* Saved entries:

'''

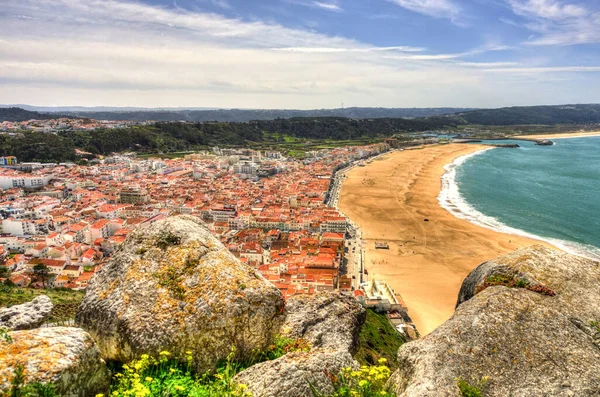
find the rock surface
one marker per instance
(173, 286)
(26, 316)
(293, 374)
(533, 339)
(65, 357)
(331, 323)
(327, 320)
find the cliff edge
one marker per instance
(526, 324)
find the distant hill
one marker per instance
(244, 115)
(18, 114)
(561, 114)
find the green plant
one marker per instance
(378, 339)
(18, 388)
(469, 390)
(368, 381)
(163, 376)
(4, 335)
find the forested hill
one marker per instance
(546, 115)
(171, 137)
(18, 114)
(242, 115)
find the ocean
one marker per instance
(550, 193)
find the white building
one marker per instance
(23, 181)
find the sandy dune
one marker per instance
(427, 261)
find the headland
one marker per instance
(395, 200)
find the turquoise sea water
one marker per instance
(548, 192)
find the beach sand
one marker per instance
(426, 261)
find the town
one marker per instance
(61, 222)
(64, 124)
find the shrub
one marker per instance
(468, 390)
(166, 377)
(19, 389)
(368, 381)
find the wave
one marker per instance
(451, 200)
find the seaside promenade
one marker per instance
(394, 200)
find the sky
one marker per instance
(301, 54)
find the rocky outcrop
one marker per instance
(526, 322)
(327, 320)
(173, 286)
(65, 357)
(26, 316)
(330, 322)
(293, 374)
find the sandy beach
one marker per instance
(427, 260)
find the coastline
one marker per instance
(566, 135)
(451, 199)
(430, 250)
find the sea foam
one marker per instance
(452, 200)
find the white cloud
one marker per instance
(558, 22)
(328, 5)
(557, 69)
(123, 53)
(433, 8)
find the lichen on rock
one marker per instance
(524, 341)
(173, 286)
(66, 357)
(28, 315)
(330, 322)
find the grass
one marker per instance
(368, 381)
(378, 339)
(65, 301)
(173, 376)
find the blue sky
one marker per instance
(299, 53)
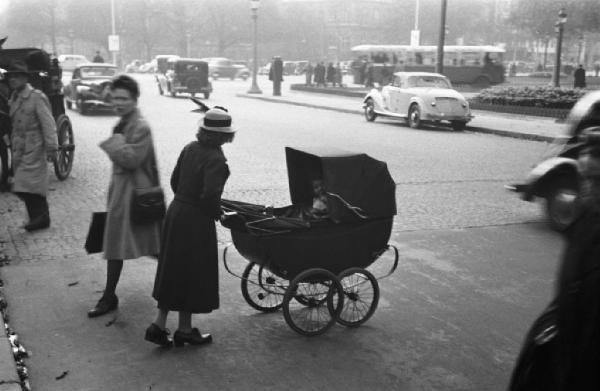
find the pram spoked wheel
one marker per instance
(262, 289)
(318, 300)
(361, 296)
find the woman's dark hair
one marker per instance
(213, 139)
(127, 83)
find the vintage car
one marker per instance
(418, 97)
(226, 68)
(557, 179)
(189, 75)
(89, 87)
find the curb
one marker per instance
(497, 132)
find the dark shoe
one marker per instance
(193, 338)
(158, 336)
(39, 222)
(104, 305)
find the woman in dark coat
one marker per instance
(571, 360)
(187, 278)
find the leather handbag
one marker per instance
(148, 203)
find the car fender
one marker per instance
(377, 98)
(541, 174)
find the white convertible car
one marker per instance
(419, 97)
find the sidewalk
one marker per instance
(507, 125)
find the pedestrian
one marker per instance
(98, 57)
(131, 151)
(309, 73)
(570, 326)
(34, 143)
(276, 75)
(579, 77)
(187, 278)
(5, 126)
(330, 74)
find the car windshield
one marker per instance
(428, 81)
(92, 72)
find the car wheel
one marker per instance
(459, 125)
(414, 116)
(370, 114)
(561, 202)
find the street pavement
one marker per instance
(476, 264)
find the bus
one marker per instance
(476, 65)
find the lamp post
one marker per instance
(562, 19)
(254, 7)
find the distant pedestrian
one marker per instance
(276, 75)
(5, 126)
(131, 151)
(98, 57)
(187, 278)
(567, 336)
(34, 143)
(309, 73)
(330, 74)
(579, 77)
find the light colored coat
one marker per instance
(33, 135)
(132, 154)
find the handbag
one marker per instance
(148, 203)
(95, 237)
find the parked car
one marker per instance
(189, 75)
(223, 67)
(556, 179)
(418, 97)
(89, 87)
(68, 62)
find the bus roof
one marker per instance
(428, 48)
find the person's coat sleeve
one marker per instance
(129, 154)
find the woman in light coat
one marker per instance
(131, 150)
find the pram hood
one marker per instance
(359, 179)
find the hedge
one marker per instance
(530, 96)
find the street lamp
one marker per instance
(560, 23)
(254, 7)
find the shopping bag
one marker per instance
(94, 240)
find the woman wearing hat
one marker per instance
(187, 278)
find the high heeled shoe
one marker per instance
(158, 336)
(193, 338)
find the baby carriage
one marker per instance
(314, 267)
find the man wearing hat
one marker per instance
(33, 142)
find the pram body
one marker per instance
(326, 257)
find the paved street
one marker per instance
(477, 264)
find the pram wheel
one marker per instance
(361, 296)
(318, 302)
(262, 289)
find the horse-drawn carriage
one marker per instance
(315, 269)
(45, 75)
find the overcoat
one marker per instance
(134, 166)
(33, 135)
(187, 277)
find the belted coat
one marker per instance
(134, 166)
(33, 135)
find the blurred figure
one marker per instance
(276, 75)
(98, 57)
(579, 77)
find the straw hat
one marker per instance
(217, 120)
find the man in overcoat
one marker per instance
(33, 142)
(276, 75)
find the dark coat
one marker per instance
(187, 277)
(579, 78)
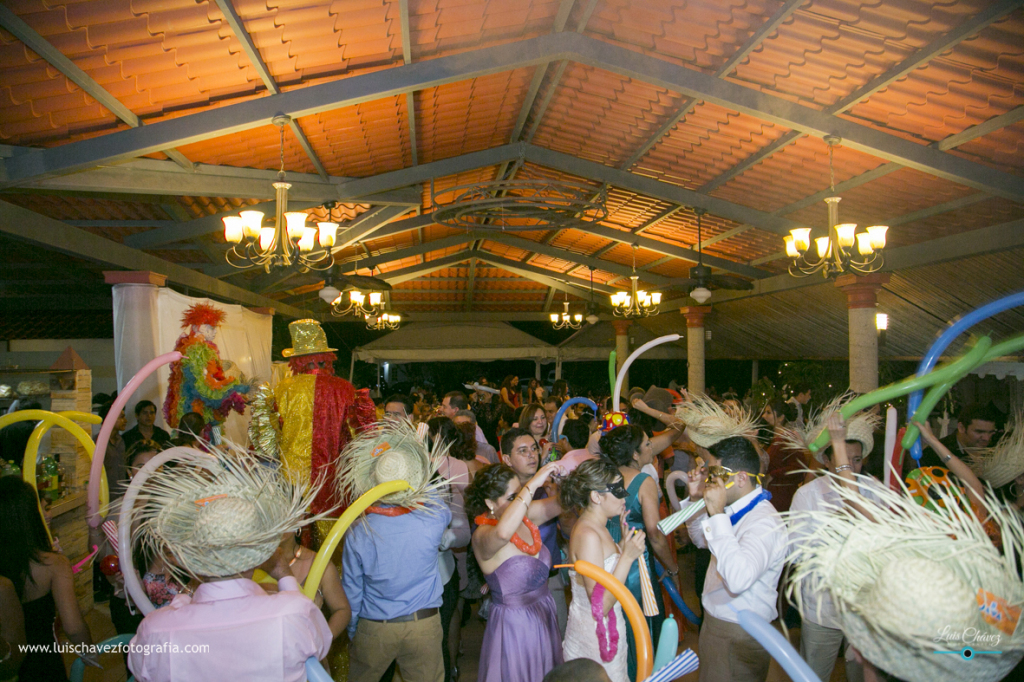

'''

* PROBLEM DESCRIPTION:
The expected output is every line of the records in which the string "hill" appears.

* THE COMPLETED TASK:
find the distant hill
find the forested hill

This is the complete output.